Reading text:
A second cache with its own eviction

The EncoderCacheManager in vllm/v1/core/encoder_cache_manager.py is, structurally, a smaller and simpler cousin of the KV block pool from Chapter 4. It is sized in encoder embeddings, not blocks, and it tracks who is using what:

# mm_hash of mm_data => ids of requests that reference the mm_data
self.cached: dict[str, set[str]] = {}
...
# mm_hash of mm_data => num_encoder_embeds of the mm_data
self.freeable: OrderedDict[str, int] = OrderedDict()
self.freed: list[str] = []

The pattern mirrors the refcounted, lazy-LRU eviction you saw in block_pool.py. “Refcounted” means each entry tracks how many live requests point at it (the set[str] of request ids in cached); “lazy” means an unused entry is not freed at the moment its count hits zero but only later, when the space is actually needed. So an entry whose reference set is non-empty is pinned. When the last request lets go, the entry is not deleted; it slides into freeable, an OrderedDict acting as an LRU (least-recently-used) queue, and stays resident in case a future request asks for the same media. Only under memory pressure does it actually die, and only then in arrival order (the oldest, least-recently-freed entry goes first):

while num_embeds > self.num_free_slots:
    mm_hash, num_free_embeds = self.freeable.popitem(last=False)

Tasks to perform:
1 – List every attribute that the first code excerpt of the encoder cache passage assigns on self.
2 – Answer these questions from the encoder cache passage.
(a) In what unit is the EncoderCacheManager sized?
(b) What does "lazy" mean in the eviction pattern described?
(c) Under memory pressure, which entry is removed first?
3 – Carry on the encoder cache passage from the point where it stops.

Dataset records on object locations
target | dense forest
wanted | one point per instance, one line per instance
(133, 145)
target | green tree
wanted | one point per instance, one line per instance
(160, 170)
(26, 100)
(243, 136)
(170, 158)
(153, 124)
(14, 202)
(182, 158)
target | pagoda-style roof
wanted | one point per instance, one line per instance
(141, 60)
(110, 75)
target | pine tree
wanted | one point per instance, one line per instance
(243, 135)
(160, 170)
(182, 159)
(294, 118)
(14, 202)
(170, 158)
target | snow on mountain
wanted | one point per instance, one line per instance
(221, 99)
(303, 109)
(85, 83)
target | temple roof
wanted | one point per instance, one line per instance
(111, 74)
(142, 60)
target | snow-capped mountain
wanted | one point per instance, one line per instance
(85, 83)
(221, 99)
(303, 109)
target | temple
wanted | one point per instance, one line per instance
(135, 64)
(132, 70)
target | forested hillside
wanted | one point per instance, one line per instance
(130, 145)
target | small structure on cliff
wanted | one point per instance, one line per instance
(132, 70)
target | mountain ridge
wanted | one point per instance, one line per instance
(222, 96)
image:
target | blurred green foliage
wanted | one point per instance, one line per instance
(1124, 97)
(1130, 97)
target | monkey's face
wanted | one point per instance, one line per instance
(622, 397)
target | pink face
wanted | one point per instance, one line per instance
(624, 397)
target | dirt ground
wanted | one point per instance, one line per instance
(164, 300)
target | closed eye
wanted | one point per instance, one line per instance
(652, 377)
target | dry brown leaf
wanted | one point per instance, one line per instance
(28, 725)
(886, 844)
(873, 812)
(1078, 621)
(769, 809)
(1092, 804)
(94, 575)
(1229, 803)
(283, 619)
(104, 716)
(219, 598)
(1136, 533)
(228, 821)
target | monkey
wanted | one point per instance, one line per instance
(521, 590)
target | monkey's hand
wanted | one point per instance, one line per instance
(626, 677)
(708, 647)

Answers by task:
1 –
self.cached
self.freeable
self.freed

2 –
(a) In encoder embeddings, not blocks.
(b) An unused entry is not freed when its count hits zero. It is freed only later, when the space is actually needed.
(c) The oldest, least-recently-freed entry.

3 –
    del self.cached[mm_hash]
    self.freed.append(mm_hash)
    self.num_free_slots += num_free_embeds

Source: vllm/v1/core/encoder_cache_manager.py

This is encoder-output prefix caching. The check_and_update_cache method is the cache lookup: if the media hash is already present, the request simply joins the reference set and the encoder is never run for that item. If the entry had been sitting in freeable, it gets rescued back into the live pool, exactly the touch-refcount-rescue move from Chapter 7. The worker side learns what to drop through get_freed_mm_hashes(), which hands the scheduler the list of hashes to tell the model runner to evict from its embedding store, the same scheduler-tells-worker contract that carries everything else in SchedulerOutput.

One subtlety worth internalizing: the docstring is explicit that the cache counts embeddings, not the placeholder tokens around them. Break tokens and text tokens interleaved between images do not consume encoder-cache slots. The two budgets really do measure different things.

The second budget, and how it competes

The compute budget is computed once at startup in vllm/v1/core/encoder_cache_manager.py:

encoder_compute_budget = max(
    scheduler_config.max_num_encoder_input_tokens, max_tokens_per_mm_item
)
encoder_cache_size = max(
    scheduler_config.encoder_cache_size, max_tokens_per_mm_item
)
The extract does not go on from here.